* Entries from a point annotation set
• • •
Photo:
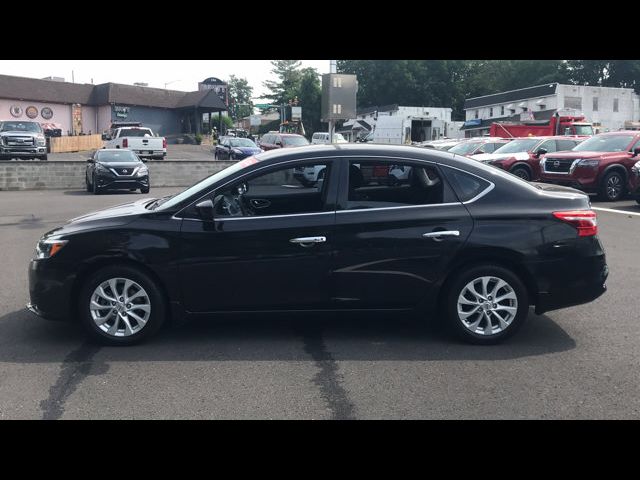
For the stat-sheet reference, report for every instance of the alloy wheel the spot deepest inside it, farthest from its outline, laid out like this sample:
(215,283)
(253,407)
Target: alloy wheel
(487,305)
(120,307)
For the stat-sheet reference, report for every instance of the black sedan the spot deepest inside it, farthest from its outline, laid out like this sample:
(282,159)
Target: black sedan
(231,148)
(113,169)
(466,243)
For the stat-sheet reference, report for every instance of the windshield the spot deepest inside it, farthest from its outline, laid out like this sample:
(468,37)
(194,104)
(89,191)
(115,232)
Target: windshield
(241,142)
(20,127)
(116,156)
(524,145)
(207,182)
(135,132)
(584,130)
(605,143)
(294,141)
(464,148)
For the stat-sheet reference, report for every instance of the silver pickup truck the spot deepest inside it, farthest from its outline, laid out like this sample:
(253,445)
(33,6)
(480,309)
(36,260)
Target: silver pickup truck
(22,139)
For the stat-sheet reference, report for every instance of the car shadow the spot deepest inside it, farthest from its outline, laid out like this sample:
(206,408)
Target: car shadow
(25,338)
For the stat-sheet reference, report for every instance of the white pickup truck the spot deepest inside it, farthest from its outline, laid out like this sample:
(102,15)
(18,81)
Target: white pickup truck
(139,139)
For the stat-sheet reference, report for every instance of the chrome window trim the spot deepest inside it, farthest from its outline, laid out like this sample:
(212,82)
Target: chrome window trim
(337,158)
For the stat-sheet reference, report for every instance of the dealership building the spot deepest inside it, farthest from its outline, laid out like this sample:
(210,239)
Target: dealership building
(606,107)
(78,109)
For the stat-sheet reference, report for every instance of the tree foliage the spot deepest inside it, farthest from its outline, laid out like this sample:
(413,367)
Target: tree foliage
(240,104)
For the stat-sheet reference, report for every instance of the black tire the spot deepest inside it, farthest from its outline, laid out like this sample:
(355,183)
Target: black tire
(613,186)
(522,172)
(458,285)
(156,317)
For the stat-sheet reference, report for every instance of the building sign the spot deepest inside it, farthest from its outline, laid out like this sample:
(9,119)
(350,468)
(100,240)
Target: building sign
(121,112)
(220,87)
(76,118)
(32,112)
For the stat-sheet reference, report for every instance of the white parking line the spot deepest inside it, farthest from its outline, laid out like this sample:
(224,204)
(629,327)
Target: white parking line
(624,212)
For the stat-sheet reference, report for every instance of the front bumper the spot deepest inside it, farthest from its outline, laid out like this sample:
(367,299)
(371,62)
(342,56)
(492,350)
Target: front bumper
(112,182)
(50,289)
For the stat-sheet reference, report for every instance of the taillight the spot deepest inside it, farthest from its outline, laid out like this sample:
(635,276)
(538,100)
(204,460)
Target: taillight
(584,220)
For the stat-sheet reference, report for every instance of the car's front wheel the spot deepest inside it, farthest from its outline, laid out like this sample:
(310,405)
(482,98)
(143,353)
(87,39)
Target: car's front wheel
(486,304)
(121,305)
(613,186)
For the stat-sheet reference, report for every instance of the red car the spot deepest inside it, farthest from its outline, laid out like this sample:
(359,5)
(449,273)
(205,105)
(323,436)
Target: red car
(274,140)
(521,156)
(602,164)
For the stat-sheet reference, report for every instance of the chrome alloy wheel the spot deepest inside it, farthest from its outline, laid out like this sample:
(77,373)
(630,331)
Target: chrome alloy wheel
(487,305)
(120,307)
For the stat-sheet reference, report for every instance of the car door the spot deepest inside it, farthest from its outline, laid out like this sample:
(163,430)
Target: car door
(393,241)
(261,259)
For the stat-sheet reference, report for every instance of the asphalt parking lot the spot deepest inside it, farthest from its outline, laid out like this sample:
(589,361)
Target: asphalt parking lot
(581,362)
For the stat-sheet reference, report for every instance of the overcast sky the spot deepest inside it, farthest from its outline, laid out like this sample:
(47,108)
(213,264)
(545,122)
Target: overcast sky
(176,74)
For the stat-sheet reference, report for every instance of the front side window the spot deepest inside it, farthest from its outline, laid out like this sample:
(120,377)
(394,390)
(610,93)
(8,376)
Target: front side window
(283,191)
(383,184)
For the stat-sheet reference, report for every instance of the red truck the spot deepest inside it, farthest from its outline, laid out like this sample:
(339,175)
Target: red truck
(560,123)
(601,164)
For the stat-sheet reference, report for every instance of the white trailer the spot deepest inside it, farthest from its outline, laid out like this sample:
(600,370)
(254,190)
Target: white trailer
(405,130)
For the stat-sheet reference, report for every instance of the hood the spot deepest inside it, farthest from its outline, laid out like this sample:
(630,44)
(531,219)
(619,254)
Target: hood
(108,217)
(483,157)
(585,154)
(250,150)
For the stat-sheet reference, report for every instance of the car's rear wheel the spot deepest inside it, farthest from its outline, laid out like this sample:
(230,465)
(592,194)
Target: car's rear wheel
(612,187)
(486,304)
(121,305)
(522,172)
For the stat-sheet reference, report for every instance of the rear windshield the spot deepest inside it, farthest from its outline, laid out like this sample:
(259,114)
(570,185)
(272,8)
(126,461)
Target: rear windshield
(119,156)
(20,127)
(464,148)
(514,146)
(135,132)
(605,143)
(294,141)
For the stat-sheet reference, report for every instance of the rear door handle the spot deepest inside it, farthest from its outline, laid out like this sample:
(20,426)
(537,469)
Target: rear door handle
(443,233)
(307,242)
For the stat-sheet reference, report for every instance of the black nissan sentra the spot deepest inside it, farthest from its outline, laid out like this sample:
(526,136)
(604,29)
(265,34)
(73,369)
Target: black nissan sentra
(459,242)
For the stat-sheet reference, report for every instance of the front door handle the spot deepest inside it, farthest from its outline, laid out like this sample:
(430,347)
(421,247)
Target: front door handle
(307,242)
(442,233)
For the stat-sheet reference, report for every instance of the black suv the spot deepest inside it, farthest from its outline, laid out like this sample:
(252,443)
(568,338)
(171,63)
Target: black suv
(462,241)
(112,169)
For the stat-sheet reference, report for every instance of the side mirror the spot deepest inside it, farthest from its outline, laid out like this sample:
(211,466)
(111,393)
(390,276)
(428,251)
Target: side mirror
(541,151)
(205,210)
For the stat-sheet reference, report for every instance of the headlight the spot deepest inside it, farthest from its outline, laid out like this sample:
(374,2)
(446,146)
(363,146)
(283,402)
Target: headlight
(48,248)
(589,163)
• • •
* The exercise
Reproduce exactly the lines from the one with "the rear door" through the end of the entries above, both ends included.

* Result
For the stat-sheet reference, report for every instance of the rear door handle the spot deepest inside it, farthest from its outline, laid out like this sample:
(20,426)
(537,469)
Target: rear door handle
(443,233)
(307,242)
For the stat-sheet reference, report for every instance of the black nissan sentra the spot deepest inside it, farthest from its outline, laid out like this sample:
(526,136)
(604,29)
(265,34)
(73,369)
Target: black nissan sentra
(459,242)
For the stat-sheet reference, report for every instance of the front door handle the spot deepest inside it, farthest from its outline, laid out like this sample:
(430,347)
(421,247)
Target: front door handle
(307,242)
(442,233)
For the stat-sheet reference, report for every instance of the black suv the spot deepest inside it, farthest from its outline, laid out like this sample:
(252,443)
(568,338)
(171,63)
Target: black suv
(462,241)
(112,169)
For the stat-sheet reference, report for every instance of the side mirror the spot deepest inside it, farthest from its outline, laid out like this sample:
(211,466)
(111,393)
(390,276)
(428,251)
Target: side mirror
(541,151)
(205,210)
For the stat-sheet reference, report for every instance of the headlight the spot deepest inside it, farthest from its outline, laid out like this sample:
(374,2)
(446,146)
(363,146)
(283,402)
Target: headlight
(48,248)
(589,163)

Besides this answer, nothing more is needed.